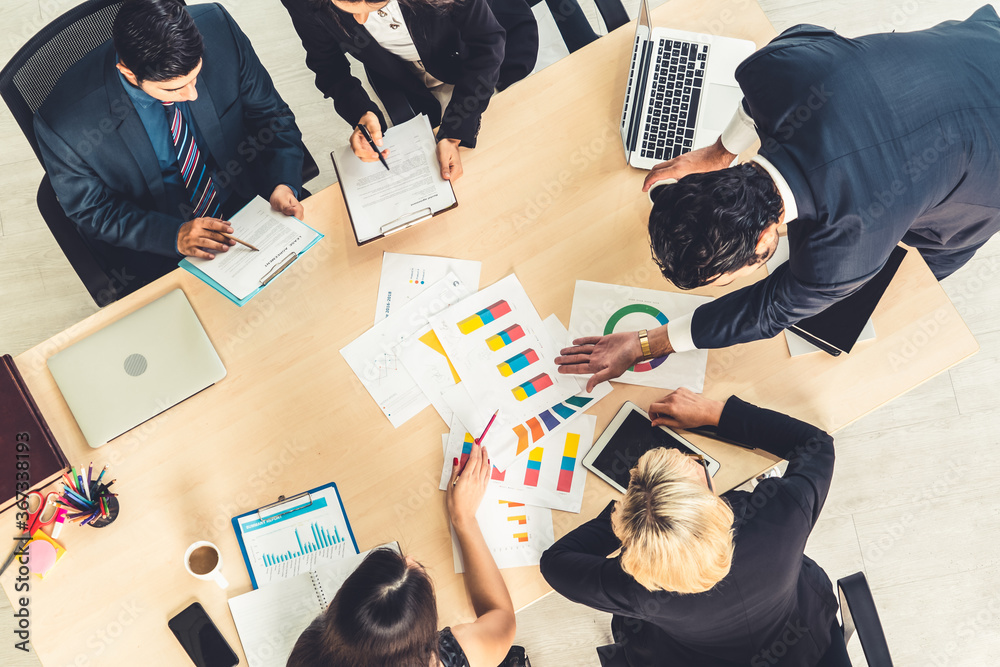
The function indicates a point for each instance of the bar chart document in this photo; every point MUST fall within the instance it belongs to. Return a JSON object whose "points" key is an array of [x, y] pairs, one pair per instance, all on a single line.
{"points": [[381, 201], [287, 539]]}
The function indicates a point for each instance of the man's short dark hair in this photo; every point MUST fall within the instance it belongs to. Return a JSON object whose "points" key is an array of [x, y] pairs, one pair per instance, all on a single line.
{"points": [[708, 224], [157, 39]]}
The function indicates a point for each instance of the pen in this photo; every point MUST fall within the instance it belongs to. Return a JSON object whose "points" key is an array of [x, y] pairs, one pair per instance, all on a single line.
{"points": [[368, 138], [230, 236], [479, 440]]}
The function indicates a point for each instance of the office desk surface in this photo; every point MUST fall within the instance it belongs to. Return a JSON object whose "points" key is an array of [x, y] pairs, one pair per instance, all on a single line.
{"points": [[546, 195]]}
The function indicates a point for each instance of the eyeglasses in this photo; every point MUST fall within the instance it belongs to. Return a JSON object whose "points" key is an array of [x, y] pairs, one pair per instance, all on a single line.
{"points": [[704, 464]]}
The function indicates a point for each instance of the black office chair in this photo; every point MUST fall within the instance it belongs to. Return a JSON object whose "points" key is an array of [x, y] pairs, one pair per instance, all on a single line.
{"points": [[857, 607], [25, 83]]}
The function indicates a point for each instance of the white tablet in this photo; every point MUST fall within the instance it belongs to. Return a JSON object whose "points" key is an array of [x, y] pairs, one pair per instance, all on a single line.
{"points": [[630, 435]]}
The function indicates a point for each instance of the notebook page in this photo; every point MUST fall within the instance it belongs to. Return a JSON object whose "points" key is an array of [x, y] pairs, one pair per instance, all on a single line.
{"points": [[277, 236], [269, 620], [410, 188]]}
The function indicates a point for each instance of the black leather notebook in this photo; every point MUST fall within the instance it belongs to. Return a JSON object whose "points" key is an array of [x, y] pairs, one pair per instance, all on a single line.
{"points": [[837, 328], [22, 424]]}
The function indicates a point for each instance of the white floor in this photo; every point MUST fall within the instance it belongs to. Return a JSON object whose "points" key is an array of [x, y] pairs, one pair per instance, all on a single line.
{"points": [[910, 504]]}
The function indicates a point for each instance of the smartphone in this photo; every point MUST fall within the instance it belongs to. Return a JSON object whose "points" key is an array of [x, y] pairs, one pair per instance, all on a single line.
{"points": [[203, 642]]}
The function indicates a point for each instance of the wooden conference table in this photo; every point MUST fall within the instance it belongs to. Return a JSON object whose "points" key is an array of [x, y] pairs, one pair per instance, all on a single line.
{"points": [[546, 195]]}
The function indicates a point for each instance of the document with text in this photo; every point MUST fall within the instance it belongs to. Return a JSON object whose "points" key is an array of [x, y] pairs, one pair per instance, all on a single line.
{"points": [[381, 201]]}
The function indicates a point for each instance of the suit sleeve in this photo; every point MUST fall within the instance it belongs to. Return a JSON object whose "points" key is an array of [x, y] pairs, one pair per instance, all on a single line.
{"points": [[485, 40], [325, 56], [264, 110], [578, 568], [808, 450], [96, 209], [764, 309]]}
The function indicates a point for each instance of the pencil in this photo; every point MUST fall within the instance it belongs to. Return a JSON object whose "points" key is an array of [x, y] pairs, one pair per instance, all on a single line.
{"points": [[230, 236]]}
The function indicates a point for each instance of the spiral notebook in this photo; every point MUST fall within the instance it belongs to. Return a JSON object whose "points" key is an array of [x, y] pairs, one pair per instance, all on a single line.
{"points": [[269, 620]]}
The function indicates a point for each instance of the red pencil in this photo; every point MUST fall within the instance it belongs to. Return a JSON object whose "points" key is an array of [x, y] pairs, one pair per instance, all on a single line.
{"points": [[479, 440]]}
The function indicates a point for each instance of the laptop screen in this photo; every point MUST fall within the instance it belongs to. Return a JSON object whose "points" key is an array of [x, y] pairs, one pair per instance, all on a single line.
{"points": [[636, 81]]}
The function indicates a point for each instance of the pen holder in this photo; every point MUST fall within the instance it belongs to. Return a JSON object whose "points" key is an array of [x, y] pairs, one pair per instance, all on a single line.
{"points": [[113, 507]]}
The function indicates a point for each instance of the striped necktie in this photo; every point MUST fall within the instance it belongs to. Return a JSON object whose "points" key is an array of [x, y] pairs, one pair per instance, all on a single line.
{"points": [[197, 177]]}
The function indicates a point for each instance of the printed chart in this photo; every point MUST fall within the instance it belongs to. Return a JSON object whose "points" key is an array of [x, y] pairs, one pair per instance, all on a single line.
{"points": [[600, 309], [505, 356], [550, 475], [306, 531], [515, 532]]}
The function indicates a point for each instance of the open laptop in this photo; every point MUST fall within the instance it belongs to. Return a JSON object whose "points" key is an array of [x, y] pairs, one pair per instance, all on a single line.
{"points": [[135, 368], [681, 91]]}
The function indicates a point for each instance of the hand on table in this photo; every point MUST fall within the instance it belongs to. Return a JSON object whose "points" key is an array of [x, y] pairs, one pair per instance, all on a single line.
{"points": [[449, 159], [685, 409], [709, 158], [467, 486], [360, 145], [199, 236], [284, 200], [607, 357]]}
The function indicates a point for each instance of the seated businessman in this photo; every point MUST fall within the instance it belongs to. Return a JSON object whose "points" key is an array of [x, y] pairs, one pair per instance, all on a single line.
{"points": [[864, 143], [156, 136]]}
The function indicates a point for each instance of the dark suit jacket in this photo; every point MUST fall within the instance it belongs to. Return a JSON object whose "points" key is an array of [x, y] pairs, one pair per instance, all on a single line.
{"points": [[882, 138], [468, 47], [774, 603], [102, 164]]}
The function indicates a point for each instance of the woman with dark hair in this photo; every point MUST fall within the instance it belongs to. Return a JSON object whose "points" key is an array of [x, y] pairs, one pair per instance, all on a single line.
{"points": [[449, 54], [386, 614]]}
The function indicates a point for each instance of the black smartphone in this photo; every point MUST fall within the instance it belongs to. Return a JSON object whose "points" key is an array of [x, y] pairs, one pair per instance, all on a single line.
{"points": [[203, 642]]}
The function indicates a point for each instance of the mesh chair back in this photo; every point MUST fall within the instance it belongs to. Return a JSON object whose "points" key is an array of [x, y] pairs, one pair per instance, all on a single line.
{"points": [[30, 76]]}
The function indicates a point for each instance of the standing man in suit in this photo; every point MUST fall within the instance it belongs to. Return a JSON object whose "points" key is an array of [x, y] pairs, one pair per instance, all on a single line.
{"points": [[707, 580], [153, 138], [864, 143]]}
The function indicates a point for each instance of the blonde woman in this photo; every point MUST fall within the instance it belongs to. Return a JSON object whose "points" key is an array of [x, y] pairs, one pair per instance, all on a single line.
{"points": [[708, 580]]}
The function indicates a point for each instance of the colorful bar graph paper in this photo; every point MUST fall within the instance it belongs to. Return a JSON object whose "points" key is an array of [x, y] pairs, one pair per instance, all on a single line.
{"points": [[517, 363], [532, 387], [483, 317], [534, 467], [505, 337], [466, 450], [568, 463]]}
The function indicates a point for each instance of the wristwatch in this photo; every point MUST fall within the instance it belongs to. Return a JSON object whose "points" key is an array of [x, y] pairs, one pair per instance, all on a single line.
{"points": [[647, 354]]}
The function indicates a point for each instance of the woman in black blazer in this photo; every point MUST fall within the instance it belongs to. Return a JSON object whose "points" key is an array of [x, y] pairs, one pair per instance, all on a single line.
{"points": [[475, 45], [725, 582]]}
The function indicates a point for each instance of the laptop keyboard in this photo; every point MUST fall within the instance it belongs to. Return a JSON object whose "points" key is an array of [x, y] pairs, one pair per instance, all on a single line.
{"points": [[678, 79]]}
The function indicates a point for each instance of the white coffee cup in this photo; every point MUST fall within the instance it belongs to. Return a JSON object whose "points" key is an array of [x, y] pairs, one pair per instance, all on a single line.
{"points": [[203, 554]]}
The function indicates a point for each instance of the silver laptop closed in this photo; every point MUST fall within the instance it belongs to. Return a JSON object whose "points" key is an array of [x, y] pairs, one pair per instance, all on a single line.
{"points": [[135, 368]]}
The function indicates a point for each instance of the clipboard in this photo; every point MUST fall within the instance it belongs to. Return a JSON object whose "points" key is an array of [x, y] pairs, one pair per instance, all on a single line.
{"points": [[404, 221], [307, 523]]}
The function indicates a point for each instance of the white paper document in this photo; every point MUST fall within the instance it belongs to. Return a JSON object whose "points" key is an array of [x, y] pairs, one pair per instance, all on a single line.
{"points": [[405, 276], [270, 620], [277, 237], [600, 309], [516, 533], [374, 356], [505, 357], [797, 345], [379, 200], [551, 475]]}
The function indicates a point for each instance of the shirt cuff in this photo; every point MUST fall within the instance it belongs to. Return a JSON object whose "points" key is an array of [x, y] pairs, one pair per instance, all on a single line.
{"points": [[679, 333], [741, 132]]}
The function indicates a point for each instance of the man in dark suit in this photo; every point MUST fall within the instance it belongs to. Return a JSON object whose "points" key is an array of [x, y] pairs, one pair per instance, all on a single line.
{"points": [[414, 47], [774, 607], [153, 138], [864, 143]]}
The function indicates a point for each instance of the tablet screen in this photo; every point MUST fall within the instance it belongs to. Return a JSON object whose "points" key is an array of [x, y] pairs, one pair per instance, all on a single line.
{"points": [[634, 437]]}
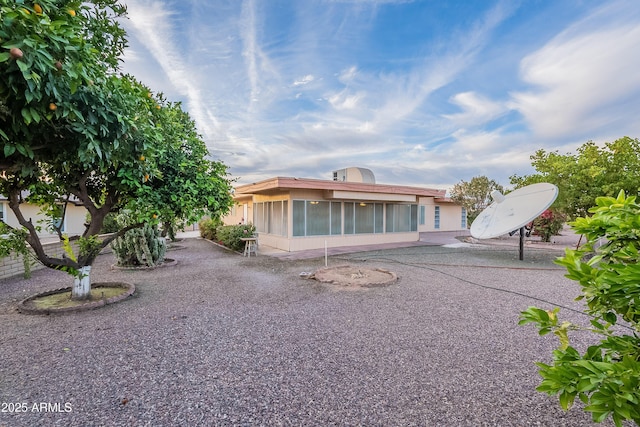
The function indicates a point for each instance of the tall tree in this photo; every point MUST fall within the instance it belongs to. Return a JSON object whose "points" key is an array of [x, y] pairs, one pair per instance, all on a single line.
{"points": [[71, 128], [474, 195], [591, 172]]}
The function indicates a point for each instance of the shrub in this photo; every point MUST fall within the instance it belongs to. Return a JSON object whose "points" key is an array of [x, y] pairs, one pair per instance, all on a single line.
{"points": [[230, 235], [208, 226], [607, 376], [140, 247], [548, 225], [110, 224]]}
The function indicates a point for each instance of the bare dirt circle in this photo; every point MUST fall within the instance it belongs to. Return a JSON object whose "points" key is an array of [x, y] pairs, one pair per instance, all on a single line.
{"points": [[355, 277]]}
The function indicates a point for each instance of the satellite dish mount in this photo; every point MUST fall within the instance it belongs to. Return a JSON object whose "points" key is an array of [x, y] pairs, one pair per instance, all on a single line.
{"points": [[513, 211]]}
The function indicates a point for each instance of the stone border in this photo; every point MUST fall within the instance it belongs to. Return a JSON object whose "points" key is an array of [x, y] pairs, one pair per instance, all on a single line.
{"points": [[168, 262], [25, 309]]}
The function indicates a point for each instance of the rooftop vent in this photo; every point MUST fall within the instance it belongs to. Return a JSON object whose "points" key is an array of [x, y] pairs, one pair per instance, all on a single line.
{"points": [[354, 175]]}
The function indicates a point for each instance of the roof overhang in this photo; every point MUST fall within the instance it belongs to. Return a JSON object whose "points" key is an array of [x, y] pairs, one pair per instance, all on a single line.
{"points": [[340, 189]]}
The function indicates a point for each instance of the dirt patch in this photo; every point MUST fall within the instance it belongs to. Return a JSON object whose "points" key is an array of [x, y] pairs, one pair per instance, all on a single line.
{"points": [[355, 277]]}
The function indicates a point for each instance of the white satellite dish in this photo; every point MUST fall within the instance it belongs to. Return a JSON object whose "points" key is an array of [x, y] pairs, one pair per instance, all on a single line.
{"points": [[513, 211]]}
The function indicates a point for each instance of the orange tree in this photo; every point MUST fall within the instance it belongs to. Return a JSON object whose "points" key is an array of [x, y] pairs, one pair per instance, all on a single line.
{"points": [[606, 377], [593, 171], [186, 185], [72, 129]]}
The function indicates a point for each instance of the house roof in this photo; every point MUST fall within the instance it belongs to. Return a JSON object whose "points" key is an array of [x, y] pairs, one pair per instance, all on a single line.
{"points": [[279, 183]]}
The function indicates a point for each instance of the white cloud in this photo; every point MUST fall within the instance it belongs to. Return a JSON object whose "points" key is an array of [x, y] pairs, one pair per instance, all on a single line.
{"points": [[583, 72], [304, 80], [477, 109]]}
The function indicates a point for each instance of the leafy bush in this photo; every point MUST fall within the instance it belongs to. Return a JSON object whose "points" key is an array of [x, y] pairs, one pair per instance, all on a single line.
{"points": [[607, 377], [208, 226], [110, 224], [548, 225], [230, 235], [139, 246]]}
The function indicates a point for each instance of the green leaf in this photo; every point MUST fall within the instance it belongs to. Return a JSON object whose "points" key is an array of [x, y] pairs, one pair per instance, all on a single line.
{"points": [[9, 149]]}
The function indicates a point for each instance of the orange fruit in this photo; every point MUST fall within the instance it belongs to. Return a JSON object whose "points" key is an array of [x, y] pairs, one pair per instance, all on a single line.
{"points": [[15, 53]]}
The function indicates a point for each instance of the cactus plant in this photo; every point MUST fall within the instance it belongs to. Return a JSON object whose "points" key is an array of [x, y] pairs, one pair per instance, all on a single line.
{"points": [[140, 247]]}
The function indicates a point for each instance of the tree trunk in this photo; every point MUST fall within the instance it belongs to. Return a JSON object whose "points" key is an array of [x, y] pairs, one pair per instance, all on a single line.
{"points": [[82, 284]]}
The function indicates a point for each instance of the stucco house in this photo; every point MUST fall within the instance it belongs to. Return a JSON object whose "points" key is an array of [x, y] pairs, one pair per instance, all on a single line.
{"points": [[73, 223], [294, 214]]}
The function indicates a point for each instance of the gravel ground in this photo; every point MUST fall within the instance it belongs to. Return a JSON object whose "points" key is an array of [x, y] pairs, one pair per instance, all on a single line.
{"points": [[220, 339]]}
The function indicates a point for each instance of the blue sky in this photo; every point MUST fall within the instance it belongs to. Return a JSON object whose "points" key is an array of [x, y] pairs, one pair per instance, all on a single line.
{"points": [[423, 92]]}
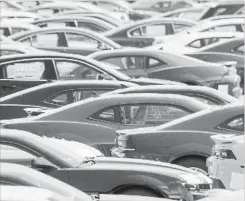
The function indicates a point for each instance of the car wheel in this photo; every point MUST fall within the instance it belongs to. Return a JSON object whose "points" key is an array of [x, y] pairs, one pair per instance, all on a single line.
{"points": [[193, 162], [138, 191]]}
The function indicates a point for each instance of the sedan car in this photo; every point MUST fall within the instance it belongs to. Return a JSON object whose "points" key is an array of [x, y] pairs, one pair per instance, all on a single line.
{"points": [[11, 26], [175, 67], [143, 32], [227, 160], [89, 23], [203, 94], [184, 141], [99, 174], [93, 121], [60, 93], [18, 72], [66, 40]]}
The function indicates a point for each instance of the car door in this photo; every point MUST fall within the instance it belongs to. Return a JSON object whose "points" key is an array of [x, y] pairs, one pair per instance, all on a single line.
{"points": [[50, 41], [82, 44], [133, 66], [26, 73], [143, 36]]}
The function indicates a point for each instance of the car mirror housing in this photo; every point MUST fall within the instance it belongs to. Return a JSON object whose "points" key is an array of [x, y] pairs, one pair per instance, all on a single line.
{"points": [[42, 164]]}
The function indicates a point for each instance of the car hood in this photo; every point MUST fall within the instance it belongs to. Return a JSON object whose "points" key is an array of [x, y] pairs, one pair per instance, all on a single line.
{"points": [[185, 174], [147, 81], [108, 197]]}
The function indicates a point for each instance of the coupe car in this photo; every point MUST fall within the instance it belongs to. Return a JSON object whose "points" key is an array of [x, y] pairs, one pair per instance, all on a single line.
{"points": [[93, 121], [143, 32], [97, 175], [203, 94], [89, 23], [234, 46], [11, 26], [18, 72], [184, 141], [66, 40], [175, 67], [227, 160]]}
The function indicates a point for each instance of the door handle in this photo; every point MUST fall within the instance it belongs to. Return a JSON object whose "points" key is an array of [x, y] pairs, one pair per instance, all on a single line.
{"points": [[9, 86]]}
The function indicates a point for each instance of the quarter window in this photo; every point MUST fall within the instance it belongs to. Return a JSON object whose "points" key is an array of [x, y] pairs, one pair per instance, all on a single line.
{"points": [[127, 63], [71, 96]]}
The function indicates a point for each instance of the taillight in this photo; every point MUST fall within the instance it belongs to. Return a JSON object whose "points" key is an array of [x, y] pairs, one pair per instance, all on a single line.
{"points": [[223, 154]]}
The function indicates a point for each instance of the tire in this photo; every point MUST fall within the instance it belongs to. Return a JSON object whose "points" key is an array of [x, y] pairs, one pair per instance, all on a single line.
{"points": [[138, 191], [194, 162]]}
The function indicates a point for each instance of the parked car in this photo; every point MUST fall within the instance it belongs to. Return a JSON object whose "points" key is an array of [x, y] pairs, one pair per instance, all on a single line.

### Aim of the task
Reproduce the lines from the one containing "The function indicates a point for each instance of the door" to the end of the entries, keeping both ends and adding nothing.

### Correct response
The function indicates a point for each instance of the door handle in this photo; every point MUST fall within the instance it belongs to. Return a JSON object whose "points" key is an array of [x, y] pairs, one pair per instance, all on a single line.
{"points": [[9, 86]]}
The function indicates a point for each instance of the quarter window in this photo; every point MUST fall within the instance it belongs to. Return a JSON object whose "points" key is an array of [x, y] pairs, one pair per instance, all on a single line.
{"points": [[127, 63], [71, 96]]}
The function indicates a point for each instance of the taillight in this photo; every point MUST fall within the instance it belongs to. Return a JSON object whose "points" key is an array of [x, y] pairs, one pair per instance, all on a single line.
{"points": [[223, 154]]}
The function indicates a point for each instance of the tire in this photo; every point MUST fall within the instance it belongs to. Return a JSON object whose "points" key is an array of [x, y] pairs, one pair per instance, all on a single line.
{"points": [[138, 191], [194, 162]]}
The function indicates a point for each instance of the parked car in this photo; every point MUST fall within the instance it belongs to. Return a JSON object whose "points" key is an array of [x, y] pairs, one pair per instance, all on a single line.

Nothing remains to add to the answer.